(Saved data entries)
######

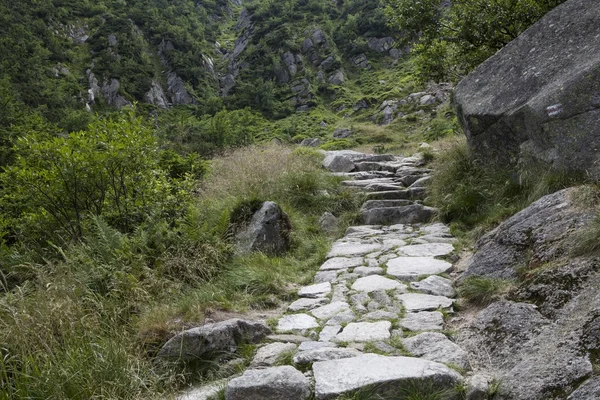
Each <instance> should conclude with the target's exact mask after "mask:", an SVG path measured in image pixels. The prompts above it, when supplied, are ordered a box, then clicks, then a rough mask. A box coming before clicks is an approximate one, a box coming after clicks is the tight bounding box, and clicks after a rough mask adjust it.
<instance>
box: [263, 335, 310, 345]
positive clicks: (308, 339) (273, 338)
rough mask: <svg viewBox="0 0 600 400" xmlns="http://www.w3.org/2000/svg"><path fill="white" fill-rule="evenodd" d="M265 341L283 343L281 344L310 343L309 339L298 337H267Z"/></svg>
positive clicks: (294, 335)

######

Action item
Above are the records; return them exactly, minus the pictures.

Solution for this exercise
Each <instance> should conclude with the target's exact mask after "mask:", an SVG path measured in image pixels. The prompts above it, when supplied, are ordered a box, then clicks, then a rough mask. A box coming before clicks is an approximate one, a box coming after clicks is the tight bounding box, and clicks after a rough mask adjust it.
<instance>
box: [263, 335, 310, 345]
positive clicks: (308, 339) (273, 338)
rough mask: <svg viewBox="0 0 600 400" xmlns="http://www.w3.org/2000/svg"><path fill="white" fill-rule="evenodd" d="M265 341L283 343L281 344L310 343L309 339L298 337H267Z"/></svg>
positive clicks: (294, 335)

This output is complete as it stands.